WHAT TO DO: In the listing, count the lines that contain the string "query" and give only the number.

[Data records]
• • • • • • •

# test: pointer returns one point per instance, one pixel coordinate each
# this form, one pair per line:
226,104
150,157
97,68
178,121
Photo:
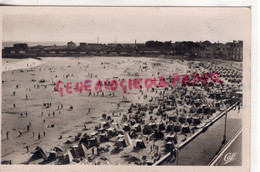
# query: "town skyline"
124,25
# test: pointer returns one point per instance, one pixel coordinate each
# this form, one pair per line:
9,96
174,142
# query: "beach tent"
58,149
39,153
169,146
177,127
171,137
120,142
75,152
68,158
52,156
83,151
196,120
185,128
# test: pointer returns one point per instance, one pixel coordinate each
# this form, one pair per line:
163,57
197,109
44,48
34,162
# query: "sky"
125,24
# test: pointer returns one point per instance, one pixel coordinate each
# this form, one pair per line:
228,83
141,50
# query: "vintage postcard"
125,88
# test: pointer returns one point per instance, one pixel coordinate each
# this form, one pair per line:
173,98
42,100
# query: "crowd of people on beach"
159,120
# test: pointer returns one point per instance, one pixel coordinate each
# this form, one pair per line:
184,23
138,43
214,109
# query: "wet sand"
67,123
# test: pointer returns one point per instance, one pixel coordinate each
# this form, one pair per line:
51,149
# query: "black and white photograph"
125,86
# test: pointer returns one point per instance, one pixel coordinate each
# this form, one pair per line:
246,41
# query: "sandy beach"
34,87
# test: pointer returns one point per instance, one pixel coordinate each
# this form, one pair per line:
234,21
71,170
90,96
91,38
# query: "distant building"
83,45
71,45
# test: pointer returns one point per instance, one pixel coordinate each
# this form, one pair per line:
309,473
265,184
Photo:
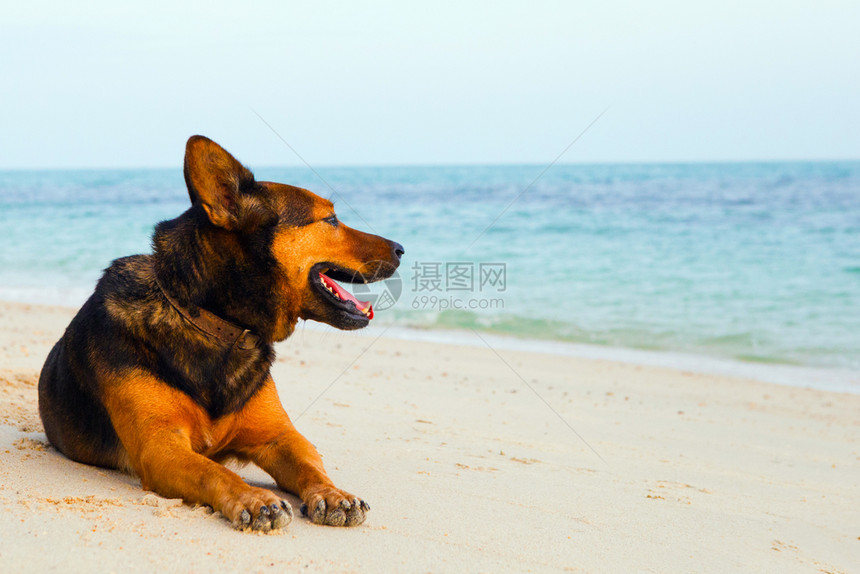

• • • • • • •

CORRECT RESPONSE: 9